TEXT:
# Building door jambs?



## oh'mike (Sep 18, 2009)

What tools do you have? 

Do you have a surface planer?

Will these be painted when done or stained?

You will find that the precut jamb sets are the cheapest in the long run--but the quality is not great.
Most are finger jointed and then covered with a thin veneer.

Clear pine is great but cost more than cherry (when bought from a local wood cutter)

Have you checked prices from local small mills? I regularly purchase cherry and walnut from small farmer/.cutters for about $2.50 a board foot,in the rough.

More details [lease.----Mike----


----------



## jonesbill (Oct 19, 2010)

I have a planer, yes. 

The jambs will all be painted, gloss white. Was thinking of Porter Glyptex.. have used that in the past for interior trim, etc. 

Haven't checked local sawmills, never occurred to me. Figured I'd be getting "green" stuff from them with too much moisture to make it any potential savings worth the hassle of movement down the road. 

But there is a local supplier about 15 miles from me that I had forgotten, and they may have something there I can use. I bought some river birch there for a project a few years ago, I'll have to give them a call and see what they have. 

Do you think poplar would be better than pine? I guess I'd have to check the price and see how that compares. Not looking to build a piano... heck its just a door jamb...:thumbup: Just trying to save a few bucks and finish hanging the doors, for some reason I always feel like I'm paying too much buying from the big box stores no matter what I'm buying.


----------



## oh'mike (Sep 18, 2009)

Poplar is great to work with for paint grade----and usually about the cheapest----no knots and no pine pitch.


Most mills have a kiln---some will plane the wood at a very reasonable fee and even rip one edge --which is a real time saver.


----------



## ihoven (Aug 9, 2011)

I would have to agree on the poplar option. We had to make jamb extensions on all of our windows and doors in the house when we replaced them. We used poplar and they look great. Good luck.


----------

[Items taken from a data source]
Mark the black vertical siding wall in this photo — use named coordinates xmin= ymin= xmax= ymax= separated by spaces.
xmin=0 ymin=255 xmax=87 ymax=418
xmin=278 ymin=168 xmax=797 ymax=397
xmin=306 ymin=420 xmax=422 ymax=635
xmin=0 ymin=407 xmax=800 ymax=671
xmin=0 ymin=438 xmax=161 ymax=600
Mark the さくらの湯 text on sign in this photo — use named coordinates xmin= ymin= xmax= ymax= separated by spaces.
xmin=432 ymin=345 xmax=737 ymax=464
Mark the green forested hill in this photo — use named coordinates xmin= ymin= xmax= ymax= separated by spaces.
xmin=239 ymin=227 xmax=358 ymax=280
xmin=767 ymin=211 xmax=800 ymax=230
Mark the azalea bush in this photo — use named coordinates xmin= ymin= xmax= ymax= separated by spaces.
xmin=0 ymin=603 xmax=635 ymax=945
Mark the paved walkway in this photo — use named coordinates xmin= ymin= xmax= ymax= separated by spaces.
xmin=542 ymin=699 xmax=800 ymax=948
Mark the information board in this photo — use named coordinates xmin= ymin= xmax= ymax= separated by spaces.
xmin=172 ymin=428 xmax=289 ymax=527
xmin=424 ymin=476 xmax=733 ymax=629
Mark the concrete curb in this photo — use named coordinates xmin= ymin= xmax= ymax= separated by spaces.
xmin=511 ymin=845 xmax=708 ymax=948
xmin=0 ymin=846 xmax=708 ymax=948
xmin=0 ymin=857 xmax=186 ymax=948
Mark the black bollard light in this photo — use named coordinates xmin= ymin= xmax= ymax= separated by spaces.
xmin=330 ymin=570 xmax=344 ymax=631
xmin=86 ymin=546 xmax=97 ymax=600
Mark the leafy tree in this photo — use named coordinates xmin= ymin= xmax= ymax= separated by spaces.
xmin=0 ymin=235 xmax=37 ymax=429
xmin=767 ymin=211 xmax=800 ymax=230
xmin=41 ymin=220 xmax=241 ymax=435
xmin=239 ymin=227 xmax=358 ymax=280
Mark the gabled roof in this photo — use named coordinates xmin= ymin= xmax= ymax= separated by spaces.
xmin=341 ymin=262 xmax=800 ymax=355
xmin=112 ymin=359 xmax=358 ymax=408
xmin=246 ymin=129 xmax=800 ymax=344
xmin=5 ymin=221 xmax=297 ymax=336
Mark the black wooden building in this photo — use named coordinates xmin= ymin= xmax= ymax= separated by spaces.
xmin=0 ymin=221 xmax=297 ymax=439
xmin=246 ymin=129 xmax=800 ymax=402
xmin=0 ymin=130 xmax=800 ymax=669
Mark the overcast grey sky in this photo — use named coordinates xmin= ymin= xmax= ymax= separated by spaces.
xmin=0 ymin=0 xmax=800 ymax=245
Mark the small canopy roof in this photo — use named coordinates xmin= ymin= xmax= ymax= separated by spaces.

SET TASKS:
A: Answer these questions from the door jamb thread:
(i) What price per board foot does oh'mike say he pays for cherry and walnut from small farmer/cutters?
(ii) What finish will jonesbill's jambs get?
(iii) What did ihoven's household make from poplar?
B: In the records, start at the line containing "Mark the azalea" and end with the line containing "xmin=424 ymin=476 xmax=733 ymax=629". Write out those lines again with "information board" switched to "notice board", keeping everything else the same.

OUTPUTS FOR THE TASKS:
A:
(i) About $2.50 a board foot, in the rough.
(ii) They will all be painted gloss white.
(iii) Jamb extensions on all of their windows and doors.

B:
Mark the azalea bush in this photo — use named coordinates xmin= ymin= xmax= ymax= separated by spaces.
xmin=0 ymin=603 xmax=635 ymax=945
Mark the paved walkway in this photo — use named coordinates xmin= ymin= xmax= ymax= separated by spaces.
xmin=542 ymin=699 xmax=800 ymax=948
Mark the notice board in this photo — use named coordinates xmin= ymin= xmax= ymax= separated by spaces.
xmin=172 ymin=428 xmax=289 ymax=527
xmin=424 ymin=476 xmax=733 ymax=629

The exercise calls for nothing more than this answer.